SUPPLIED DATA
#####
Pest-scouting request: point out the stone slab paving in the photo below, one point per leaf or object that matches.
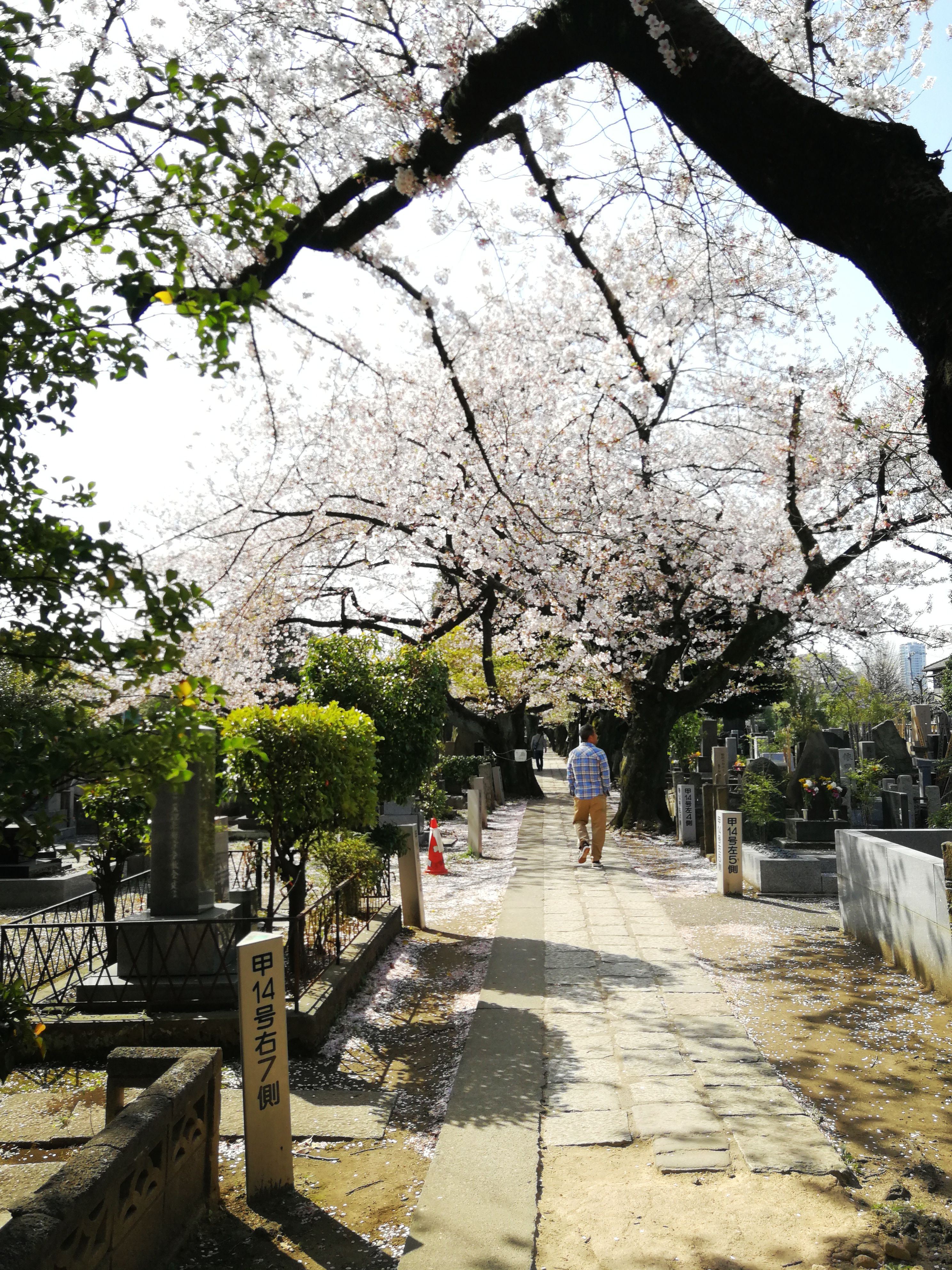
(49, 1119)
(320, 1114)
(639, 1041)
#####
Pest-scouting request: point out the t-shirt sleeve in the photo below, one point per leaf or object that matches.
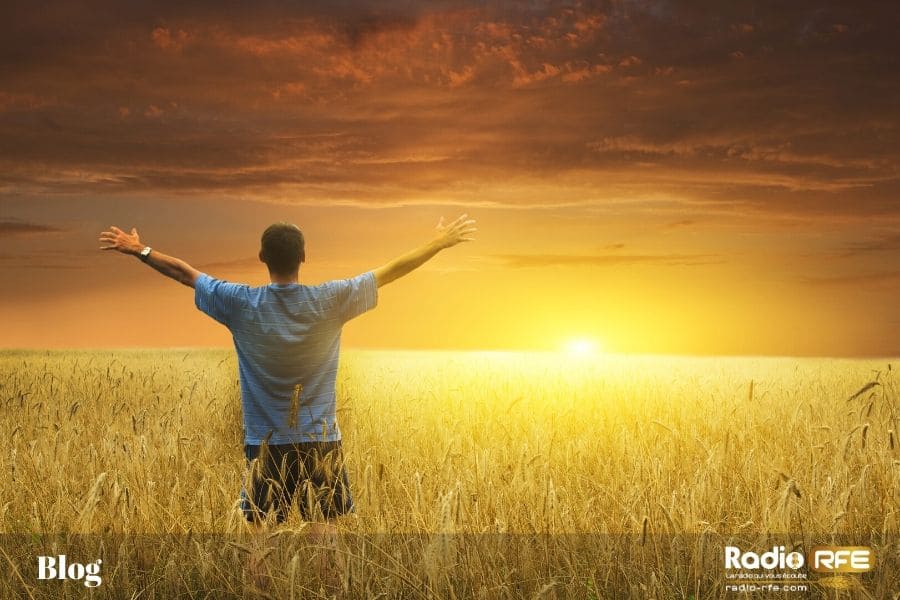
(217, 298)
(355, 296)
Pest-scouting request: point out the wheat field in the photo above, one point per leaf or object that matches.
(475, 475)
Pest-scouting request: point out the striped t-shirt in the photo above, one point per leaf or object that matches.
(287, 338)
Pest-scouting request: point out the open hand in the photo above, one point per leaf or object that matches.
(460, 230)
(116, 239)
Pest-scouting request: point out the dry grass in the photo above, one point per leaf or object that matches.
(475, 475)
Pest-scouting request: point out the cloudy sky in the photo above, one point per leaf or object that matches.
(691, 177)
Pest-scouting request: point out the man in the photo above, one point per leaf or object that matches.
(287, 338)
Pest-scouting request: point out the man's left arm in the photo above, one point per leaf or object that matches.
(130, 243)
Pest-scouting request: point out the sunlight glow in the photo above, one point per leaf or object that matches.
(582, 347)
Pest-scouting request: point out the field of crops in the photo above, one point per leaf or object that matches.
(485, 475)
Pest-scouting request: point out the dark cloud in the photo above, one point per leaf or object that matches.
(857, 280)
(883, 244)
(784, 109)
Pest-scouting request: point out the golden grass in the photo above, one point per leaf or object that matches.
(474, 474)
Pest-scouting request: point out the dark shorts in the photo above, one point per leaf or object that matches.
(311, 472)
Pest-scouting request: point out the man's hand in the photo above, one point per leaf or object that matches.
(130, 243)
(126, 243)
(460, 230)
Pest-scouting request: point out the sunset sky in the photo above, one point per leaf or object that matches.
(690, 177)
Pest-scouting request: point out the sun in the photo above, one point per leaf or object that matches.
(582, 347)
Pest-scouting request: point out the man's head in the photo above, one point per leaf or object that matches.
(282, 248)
#####
REQUIRED TASK
Please revise the records starting at the line containing "Pest-scouting request: point out the stone" and ending at the line containing "(639, 1041)", swapping "stone slab paving" for "brick paving" and keeping everything else the same. Leave the pictures out of your answer.

WRITTEN ANSWER
Pest-scouting request: point out the brick paving in the photo below, one point per leaf or object that matches.
(49, 1119)
(320, 1114)
(639, 1041)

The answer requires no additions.